* _ASSIGNMENT_
Give the number of lines below with "shed" in them, leaving out anything else.
(RECORDS begins)
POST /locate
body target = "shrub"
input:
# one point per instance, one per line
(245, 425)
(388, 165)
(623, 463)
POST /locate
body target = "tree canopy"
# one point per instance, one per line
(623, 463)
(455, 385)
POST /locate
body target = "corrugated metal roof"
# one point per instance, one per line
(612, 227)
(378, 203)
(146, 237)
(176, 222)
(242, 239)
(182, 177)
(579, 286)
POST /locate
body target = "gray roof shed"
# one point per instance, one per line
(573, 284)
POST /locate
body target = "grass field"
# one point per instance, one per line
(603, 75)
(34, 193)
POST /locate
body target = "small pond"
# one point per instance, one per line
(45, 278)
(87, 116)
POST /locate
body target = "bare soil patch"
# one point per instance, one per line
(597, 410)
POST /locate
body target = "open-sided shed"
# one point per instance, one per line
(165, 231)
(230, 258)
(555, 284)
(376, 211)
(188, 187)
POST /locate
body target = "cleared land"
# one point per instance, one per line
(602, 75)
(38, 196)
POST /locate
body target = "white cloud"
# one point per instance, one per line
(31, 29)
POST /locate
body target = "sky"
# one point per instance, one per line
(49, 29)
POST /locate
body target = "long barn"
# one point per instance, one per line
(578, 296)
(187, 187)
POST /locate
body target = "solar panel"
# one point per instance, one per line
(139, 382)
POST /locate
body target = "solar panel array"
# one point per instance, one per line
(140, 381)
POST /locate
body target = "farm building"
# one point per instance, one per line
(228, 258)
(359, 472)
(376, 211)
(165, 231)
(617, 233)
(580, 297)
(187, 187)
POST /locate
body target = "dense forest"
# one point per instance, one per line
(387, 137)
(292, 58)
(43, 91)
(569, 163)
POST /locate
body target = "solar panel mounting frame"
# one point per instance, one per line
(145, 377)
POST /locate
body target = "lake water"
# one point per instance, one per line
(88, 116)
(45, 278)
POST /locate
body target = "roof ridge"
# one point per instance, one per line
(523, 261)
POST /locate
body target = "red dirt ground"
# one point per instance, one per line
(RECORDS ends)
* _RESULT BELOW_
2